__ТЕКСТ УПРАЖНЕНИЯ__
##########
Что же до третьего искажения, касающегося лжи и заблуждений, то это самое отвратительное из всех, потому что оно разрушает самое природу и душу науки, которая есть не что иное, как образ истины. Ведь истина бытия и истина познания -- это одно и то же и отличаются друг от друга не более чем прямой и отраженный лучи. Этот недостаток, таким образом, является двояким по своему характеру или, лучше сказать, раздвоенным -- это обман и доверчивость; вторая обманывается, первый обманывает; и, хотя оба этих порока представляются противоположными по своей природе, один исходит от какой-то хитрости, второй -- от простодушия, однако же они, как правило, сходятся, ибо, как говорится в стихотворении,
От любопытного прочь убегай, ибо он и болтун ведь[54].
Эти слова дают понять, что человек любопытный в то же время и пустой человек; тот, кто легко верит, с удовольствием и обманывает. Ведь именно так, как известно, распространяются молва и слухи: тот, кто легко им верит, с равной легкостью их и распространяет. Об этом мудро говорит Тацит в следующих словах: "Измышляют и сами же этому верят"[5][5], так близки друг к другу желание обманывать и с легкостью верить.
##########
[Записи из набора данных]
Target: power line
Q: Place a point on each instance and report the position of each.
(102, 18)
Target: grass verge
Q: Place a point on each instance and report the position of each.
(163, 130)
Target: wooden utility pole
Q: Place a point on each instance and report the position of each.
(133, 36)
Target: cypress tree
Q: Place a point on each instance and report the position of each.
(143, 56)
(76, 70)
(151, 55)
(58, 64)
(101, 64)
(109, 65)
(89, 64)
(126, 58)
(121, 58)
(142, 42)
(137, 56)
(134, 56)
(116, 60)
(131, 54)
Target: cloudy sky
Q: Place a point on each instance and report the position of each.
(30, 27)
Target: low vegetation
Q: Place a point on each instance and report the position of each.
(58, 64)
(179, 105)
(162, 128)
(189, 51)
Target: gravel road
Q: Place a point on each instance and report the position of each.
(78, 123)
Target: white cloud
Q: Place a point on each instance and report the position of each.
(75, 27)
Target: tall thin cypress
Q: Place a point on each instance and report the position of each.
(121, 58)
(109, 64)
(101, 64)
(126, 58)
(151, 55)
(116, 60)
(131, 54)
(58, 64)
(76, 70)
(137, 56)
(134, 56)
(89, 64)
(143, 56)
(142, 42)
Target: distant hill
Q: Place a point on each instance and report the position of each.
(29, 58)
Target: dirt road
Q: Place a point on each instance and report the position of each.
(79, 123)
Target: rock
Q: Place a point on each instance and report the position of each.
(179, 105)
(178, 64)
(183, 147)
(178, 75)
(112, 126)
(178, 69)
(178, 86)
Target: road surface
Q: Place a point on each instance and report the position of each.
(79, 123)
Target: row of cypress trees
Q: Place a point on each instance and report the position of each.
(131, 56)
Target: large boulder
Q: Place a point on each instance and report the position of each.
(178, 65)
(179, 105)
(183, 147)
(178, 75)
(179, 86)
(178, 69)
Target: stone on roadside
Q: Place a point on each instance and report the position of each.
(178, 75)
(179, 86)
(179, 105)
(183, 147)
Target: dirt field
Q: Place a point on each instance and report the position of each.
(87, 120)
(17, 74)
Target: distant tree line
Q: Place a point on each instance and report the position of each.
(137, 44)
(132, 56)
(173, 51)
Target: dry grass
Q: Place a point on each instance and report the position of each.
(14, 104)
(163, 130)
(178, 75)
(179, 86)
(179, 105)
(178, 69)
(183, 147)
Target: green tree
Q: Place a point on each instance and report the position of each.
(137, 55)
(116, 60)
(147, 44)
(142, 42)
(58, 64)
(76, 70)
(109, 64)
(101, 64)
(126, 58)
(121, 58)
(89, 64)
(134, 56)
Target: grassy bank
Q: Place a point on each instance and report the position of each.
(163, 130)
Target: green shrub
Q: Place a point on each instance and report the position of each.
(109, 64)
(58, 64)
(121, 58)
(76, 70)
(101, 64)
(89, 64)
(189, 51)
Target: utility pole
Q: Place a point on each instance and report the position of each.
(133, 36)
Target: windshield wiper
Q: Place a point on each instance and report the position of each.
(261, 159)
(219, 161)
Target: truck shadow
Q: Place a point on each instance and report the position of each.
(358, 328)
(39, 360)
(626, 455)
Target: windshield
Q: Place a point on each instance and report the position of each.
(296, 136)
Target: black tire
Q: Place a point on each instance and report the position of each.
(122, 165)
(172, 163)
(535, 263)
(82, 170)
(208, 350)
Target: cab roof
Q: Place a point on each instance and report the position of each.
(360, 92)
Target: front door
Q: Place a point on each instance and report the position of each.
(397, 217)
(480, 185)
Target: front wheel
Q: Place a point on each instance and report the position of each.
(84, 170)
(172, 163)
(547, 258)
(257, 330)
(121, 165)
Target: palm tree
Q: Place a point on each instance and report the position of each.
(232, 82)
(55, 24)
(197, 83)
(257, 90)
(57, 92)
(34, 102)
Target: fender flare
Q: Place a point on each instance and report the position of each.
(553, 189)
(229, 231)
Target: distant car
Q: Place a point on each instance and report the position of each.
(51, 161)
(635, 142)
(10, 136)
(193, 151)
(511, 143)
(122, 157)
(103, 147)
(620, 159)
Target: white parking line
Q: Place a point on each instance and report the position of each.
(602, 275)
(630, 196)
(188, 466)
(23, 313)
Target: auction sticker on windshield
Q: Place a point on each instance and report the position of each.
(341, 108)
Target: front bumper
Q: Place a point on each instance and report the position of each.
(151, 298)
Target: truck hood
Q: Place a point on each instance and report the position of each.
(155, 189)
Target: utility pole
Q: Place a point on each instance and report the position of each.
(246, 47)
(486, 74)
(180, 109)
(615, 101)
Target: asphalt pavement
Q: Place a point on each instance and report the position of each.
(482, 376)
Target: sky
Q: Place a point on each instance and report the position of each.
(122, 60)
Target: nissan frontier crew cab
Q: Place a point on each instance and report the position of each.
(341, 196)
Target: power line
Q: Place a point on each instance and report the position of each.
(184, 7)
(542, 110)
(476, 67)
##########
__ЗАДАЧА__
Выпишите из текста об искажениях науки отрывок, который начинается словами «Что же до третьего» и заканчивается словами «и болтун ведь[54].». Записи взяты из другого источника.

__ВЫПОЛНЕННОЕ ЗАДАНИЕ__
Что же до третьего искажения, касающегося лжи и заблуждений, то это самое отвратительное из всех, потому что оно разрушает самое природу и душу науки, которая есть не что иное, как образ истины. Ведь истина бытия и истина познания -- это одно и то же и отличаются друг от друга не более чем прямой и отраженный лучи. Этот недостаток, таким образом, является двояким по своему характеру или, лучше сказать, раздвоенным -- это обман и доверчивость; вторая обманывается, первый обманывает; и, хотя оба этих порока представляются противоположными по своей природе, один исходит от какой-то хитрости, второй -- от простодушия, однако же они, как правило, сходятся, ибо, как говорится в стихотворении,
От любопытного прочь убегай, ибо он и болтун ведь[54].